▶ Information:
################

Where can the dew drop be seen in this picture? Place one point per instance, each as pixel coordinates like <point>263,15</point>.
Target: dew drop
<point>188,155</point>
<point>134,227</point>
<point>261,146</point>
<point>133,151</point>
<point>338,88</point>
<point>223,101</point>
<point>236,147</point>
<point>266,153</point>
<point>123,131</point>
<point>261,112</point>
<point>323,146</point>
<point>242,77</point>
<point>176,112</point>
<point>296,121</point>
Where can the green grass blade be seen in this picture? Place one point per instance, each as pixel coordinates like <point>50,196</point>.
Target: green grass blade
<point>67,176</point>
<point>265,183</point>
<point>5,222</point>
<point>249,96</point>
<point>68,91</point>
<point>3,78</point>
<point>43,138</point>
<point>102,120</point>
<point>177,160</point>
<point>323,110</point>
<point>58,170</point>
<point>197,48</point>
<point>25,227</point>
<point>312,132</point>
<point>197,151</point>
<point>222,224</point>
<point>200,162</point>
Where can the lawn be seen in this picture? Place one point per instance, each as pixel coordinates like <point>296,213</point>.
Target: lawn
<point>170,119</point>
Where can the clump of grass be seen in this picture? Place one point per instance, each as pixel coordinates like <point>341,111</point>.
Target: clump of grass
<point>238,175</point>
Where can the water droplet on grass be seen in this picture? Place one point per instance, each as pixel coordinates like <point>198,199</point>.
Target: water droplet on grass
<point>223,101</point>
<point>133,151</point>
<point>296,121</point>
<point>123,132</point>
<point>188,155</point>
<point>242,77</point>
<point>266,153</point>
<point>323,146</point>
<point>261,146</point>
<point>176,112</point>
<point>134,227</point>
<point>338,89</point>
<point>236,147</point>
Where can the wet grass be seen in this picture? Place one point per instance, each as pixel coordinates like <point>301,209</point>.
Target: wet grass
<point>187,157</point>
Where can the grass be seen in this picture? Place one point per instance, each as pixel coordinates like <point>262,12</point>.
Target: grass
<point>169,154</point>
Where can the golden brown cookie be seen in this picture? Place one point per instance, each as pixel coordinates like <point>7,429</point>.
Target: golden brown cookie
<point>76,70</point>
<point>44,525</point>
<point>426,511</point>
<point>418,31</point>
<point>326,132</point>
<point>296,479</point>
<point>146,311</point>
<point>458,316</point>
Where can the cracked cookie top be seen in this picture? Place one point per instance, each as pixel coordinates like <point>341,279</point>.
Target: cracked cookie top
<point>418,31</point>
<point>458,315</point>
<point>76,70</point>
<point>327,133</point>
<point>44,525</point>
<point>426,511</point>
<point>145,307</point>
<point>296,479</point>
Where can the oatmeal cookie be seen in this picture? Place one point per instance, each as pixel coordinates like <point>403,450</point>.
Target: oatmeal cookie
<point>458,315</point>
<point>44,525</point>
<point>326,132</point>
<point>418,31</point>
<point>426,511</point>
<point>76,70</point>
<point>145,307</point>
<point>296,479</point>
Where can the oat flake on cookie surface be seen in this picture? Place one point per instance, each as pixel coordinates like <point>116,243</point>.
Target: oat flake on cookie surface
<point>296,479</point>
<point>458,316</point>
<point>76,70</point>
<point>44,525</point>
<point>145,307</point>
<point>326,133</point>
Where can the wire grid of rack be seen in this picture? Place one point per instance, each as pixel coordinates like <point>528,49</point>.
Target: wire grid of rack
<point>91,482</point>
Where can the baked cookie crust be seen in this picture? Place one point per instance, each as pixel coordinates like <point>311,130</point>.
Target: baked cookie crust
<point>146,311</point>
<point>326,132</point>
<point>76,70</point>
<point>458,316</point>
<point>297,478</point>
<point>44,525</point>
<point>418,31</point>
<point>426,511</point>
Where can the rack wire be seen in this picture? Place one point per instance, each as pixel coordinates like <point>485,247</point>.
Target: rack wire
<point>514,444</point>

################

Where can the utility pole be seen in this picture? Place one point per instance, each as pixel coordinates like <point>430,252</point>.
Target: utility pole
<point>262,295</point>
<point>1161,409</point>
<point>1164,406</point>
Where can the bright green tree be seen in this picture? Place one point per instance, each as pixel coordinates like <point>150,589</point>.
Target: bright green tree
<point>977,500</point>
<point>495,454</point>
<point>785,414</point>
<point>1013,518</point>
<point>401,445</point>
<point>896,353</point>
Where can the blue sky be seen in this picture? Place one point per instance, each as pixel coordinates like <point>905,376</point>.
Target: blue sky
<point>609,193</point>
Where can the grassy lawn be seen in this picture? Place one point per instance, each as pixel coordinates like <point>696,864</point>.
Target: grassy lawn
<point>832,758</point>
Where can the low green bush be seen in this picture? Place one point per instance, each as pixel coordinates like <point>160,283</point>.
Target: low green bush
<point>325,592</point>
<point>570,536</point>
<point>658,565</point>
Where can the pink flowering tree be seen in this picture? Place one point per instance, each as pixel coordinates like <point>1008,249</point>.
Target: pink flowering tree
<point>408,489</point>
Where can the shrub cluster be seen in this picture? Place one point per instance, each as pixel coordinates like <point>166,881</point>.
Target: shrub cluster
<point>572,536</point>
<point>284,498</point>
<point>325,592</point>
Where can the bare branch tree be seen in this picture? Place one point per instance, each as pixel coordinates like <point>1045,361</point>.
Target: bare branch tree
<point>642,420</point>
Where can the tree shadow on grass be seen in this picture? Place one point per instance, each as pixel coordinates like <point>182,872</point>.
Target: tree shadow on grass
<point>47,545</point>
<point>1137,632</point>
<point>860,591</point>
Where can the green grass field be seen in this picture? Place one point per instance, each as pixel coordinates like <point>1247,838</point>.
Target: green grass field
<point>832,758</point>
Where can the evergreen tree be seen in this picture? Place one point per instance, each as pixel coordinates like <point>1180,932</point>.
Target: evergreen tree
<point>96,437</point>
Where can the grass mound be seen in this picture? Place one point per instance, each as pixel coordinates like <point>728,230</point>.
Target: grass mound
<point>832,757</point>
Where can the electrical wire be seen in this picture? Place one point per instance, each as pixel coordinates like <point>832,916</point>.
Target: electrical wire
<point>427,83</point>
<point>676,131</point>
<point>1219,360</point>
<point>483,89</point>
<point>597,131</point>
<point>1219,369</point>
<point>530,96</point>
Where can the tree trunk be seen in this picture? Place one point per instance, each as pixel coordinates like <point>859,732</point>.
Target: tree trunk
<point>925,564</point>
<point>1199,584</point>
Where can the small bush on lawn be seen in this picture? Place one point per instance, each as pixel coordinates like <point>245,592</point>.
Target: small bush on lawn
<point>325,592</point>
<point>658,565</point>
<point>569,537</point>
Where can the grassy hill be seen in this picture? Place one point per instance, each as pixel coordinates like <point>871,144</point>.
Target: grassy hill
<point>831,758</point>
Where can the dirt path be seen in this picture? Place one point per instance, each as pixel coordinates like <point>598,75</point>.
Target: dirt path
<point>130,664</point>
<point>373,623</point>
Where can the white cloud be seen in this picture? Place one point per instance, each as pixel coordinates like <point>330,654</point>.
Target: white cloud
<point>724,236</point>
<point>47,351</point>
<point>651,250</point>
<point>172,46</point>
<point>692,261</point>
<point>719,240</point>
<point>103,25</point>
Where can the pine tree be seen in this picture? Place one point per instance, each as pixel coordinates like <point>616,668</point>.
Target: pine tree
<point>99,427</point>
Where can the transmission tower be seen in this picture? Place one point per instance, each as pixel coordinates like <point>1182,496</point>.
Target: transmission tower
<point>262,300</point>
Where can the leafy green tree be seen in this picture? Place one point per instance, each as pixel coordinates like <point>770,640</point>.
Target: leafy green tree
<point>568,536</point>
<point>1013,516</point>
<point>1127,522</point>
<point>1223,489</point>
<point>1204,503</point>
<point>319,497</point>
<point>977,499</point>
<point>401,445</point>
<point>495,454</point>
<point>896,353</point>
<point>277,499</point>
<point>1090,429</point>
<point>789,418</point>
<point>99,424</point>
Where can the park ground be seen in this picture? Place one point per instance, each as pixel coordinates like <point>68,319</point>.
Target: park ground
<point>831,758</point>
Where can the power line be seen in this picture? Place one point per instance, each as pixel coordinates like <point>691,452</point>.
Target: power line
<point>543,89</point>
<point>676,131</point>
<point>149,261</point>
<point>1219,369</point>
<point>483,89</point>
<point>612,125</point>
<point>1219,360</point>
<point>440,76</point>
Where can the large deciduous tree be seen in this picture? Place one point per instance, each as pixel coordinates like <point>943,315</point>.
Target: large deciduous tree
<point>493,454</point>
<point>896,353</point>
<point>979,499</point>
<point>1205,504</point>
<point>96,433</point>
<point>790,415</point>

################

▶ Directions for this task: Beginning at the line with "Where can the dew" and stopping after the line with "Where can the green grass blade", please write out every line of the data above exactly and nothing else.

▶ Expected output:
Where can the dew drop be seen in this picture? Place one point per instance, each as pixel coordinates like <point>263,15</point>.
Target: dew drop
<point>188,155</point>
<point>134,227</point>
<point>261,146</point>
<point>133,151</point>
<point>338,88</point>
<point>223,101</point>
<point>236,147</point>
<point>266,153</point>
<point>123,131</point>
<point>261,112</point>
<point>323,146</point>
<point>242,77</point>
<point>176,112</point>
<point>296,121</point>
Where can the green grass blade be seen in this picture? Place one point per instance, each as pixel coordinates like <point>50,196</point>.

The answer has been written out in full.